■ TASK TO COMPLETE ■
Render every line of the records below as a Markdown table with two columns, "Number" for the row number and "Text" for the line itself, leaving out blank lines.

++++++++

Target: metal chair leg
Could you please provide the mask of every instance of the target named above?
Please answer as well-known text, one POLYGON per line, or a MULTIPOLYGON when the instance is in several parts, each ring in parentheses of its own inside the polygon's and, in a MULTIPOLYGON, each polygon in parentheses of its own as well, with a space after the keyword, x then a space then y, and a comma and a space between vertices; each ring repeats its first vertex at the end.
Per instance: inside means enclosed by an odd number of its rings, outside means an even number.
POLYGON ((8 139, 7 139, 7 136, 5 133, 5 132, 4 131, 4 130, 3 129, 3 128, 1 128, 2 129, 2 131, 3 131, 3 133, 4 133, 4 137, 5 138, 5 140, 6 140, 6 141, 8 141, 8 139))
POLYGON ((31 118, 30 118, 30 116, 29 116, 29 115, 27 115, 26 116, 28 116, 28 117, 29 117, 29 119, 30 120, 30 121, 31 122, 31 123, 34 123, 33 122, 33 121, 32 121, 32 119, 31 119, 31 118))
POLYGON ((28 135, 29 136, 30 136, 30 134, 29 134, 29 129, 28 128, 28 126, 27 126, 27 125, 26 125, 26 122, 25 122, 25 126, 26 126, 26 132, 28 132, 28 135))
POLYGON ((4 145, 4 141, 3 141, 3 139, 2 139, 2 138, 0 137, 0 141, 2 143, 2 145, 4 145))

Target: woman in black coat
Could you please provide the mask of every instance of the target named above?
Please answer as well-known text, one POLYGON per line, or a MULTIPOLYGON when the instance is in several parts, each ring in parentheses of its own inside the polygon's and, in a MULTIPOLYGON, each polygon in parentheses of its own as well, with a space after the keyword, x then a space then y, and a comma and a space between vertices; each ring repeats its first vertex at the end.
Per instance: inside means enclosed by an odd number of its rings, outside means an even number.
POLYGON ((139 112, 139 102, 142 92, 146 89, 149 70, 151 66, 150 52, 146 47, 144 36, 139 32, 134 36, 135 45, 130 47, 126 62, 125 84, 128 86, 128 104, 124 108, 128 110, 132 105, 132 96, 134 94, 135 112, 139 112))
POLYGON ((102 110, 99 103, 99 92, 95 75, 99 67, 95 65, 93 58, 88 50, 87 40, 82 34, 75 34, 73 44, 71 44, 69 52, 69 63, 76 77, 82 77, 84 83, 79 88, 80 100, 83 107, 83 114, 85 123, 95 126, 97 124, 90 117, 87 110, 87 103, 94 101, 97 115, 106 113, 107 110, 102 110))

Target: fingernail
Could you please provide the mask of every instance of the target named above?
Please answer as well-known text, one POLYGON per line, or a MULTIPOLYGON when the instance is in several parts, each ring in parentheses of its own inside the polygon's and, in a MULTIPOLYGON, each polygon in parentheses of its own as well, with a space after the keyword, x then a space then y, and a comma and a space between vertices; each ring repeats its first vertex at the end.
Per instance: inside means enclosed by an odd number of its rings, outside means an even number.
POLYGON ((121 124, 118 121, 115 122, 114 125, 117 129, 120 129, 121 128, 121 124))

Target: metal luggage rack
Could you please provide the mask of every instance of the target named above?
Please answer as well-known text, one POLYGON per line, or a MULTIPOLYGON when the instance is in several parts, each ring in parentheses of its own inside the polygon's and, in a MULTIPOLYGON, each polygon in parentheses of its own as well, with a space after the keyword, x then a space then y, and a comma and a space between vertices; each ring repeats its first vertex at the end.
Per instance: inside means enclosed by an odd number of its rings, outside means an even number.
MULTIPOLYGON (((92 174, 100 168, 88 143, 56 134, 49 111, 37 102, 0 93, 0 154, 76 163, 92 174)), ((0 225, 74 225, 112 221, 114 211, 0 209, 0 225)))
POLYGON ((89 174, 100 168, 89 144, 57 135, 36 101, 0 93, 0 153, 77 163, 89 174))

++++++++

■ SOLUTION TO THE PROBLEM ■
| Number | Text |
|---|---|
| 1 | Target: metal chair leg |
| 2 | Could you please provide the mask of every instance of the target named above? |
| 3 | Please answer as well-known text, one POLYGON per line, or a MULTIPOLYGON when the instance is in several parts, each ring in parentheses of its own inside the polygon's and, in a MULTIPOLYGON, each polygon in parentheses of its own as well, with a space after the keyword, x then a space then y, and a comma and a space between vertices; each ring repeats its first vertex at the end. |
| 4 | Per instance: inside means enclosed by an odd number of its rings, outside means an even number. |
| 5 | POLYGON ((8 139, 7 139, 7 136, 5 133, 5 132, 4 131, 4 130, 3 129, 3 128, 1 128, 2 129, 2 131, 3 131, 3 133, 4 133, 4 137, 5 138, 5 140, 6 140, 6 141, 8 141, 8 139)) |
| 6 | POLYGON ((31 118, 30 118, 30 116, 29 116, 29 115, 27 115, 26 116, 28 116, 28 117, 29 117, 29 119, 30 120, 30 121, 31 122, 31 123, 34 123, 33 122, 33 121, 32 121, 32 119, 31 119, 31 118)) |
| 7 | POLYGON ((28 135, 29 136, 30 136, 30 134, 29 134, 29 129, 28 128, 28 126, 27 126, 27 125, 26 125, 26 122, 25 122, 25 126, 26 126, 26 132, 28 132, 28 135)) |
| 8 | POLYGON ((4 145, 4 141, 3 141, 3 139, 2 139, 2 138, 0 137, 0 141, 2 143, 2 145, 4 145)) |
| 9 | Target: woman in black coat |
| 10 | Could you please provide the mask of every instance of the target named above? |
| 11 | Please answer as well-known text, one POLYGON per line, or a MULTIPOLYGON when the instance is in several parts, each ring in parentheses of its own inside the polygon's and, in a MULTIPOLYGON, each polygon in parentheses of its own as well, with a space after the keyword, x then a space then y, and a comma and a space between vertices; each ring repeats its first vertex at the end. |
| 12 | Per instance: inside means enclosed by an odd number of its rings, outside means an even number. |
| 13 | POLYGON ((139 112, 139 102, 142 92, 146 89, 149 70, 151 66, 150 52, 146 47, 144 36, 139 32, 134 36, 135 45, 130 47, 126 62, 125 84, 128 86, 128 104, 124 108, 128 110, 132 105, 132 96, 134 94, 135 112, 139 112)) |
| 14 | POLYGON ((102 110, 99 103, 99 92, 95 75, 99 67, 95 65, 93 58, 88 50, 87 40, 82 34, 75 34, 73 44, 71 44, 69 52, 69 63, 76 77, 82 77, 84 83, 79 88, 80 100, 83 107, 83 114, 85 123, 95 126, 97 124, 90 117, 87 110, 87 103, 94 101, 97 115, 106 113, 107 110, 102 110)) |
| 15 | Target: fingernail |
| 16 | Could you please provide the mask of every instance of the target named above? |
| 17 | Please answer as well-known text, one POLYGON per line, or a MULTIPOLYGON when the instance is in several parts, each ring in parentheses of its own inside the polygon's and, in a MULTIPOLYGON, each polygon in parentheses of its own as well, with a space after the keyword, x then a space then y, and a comma and a space between vertices; each ring repeats its first vertex at the end. |
| 18 | Per instance: inside means enclosed by an odd number of its rings, outside means an even number. |
| 19 | POLYGON ((121 124, 118 121, 115 122, 114 125, 117 129, 120 129, 121 128, 121 124)) |
| 20 | Target: metal luggage rack |
| 21 | Could you please provide the mask of every instance of the target named above? |
| 22 | Please answer as well-known text, one POLYGON per line, or a MULTIPOLYGON when the instance is in several parts, each ring in parentheses of its own inside the polygon's and, in a MULTIPOLYGON, each polygon in parentheses of its own as well, with a space after the keyword, x then a space then y, and a comma and a space between vertices; each ring repeats its first vertex at the end. |
| 23 | Per instance: inside means enclosed by an odd number of its rings, outside means an even number. |
| 24 | MULTIPOLYGON (((92 174, 100 168, 88 143, 56 134, 49 111, 37 102, 0 93, 0 154, 76 163, 92 174)), ((0 225, 74 225, 112 221, 114 211, 0 209, 0 225))) |
| 25 | POLYGON ((89 174, 100 168, 89 144, 57 135, 36 101, 0 93, 0 153, 77 163, 89 174)) |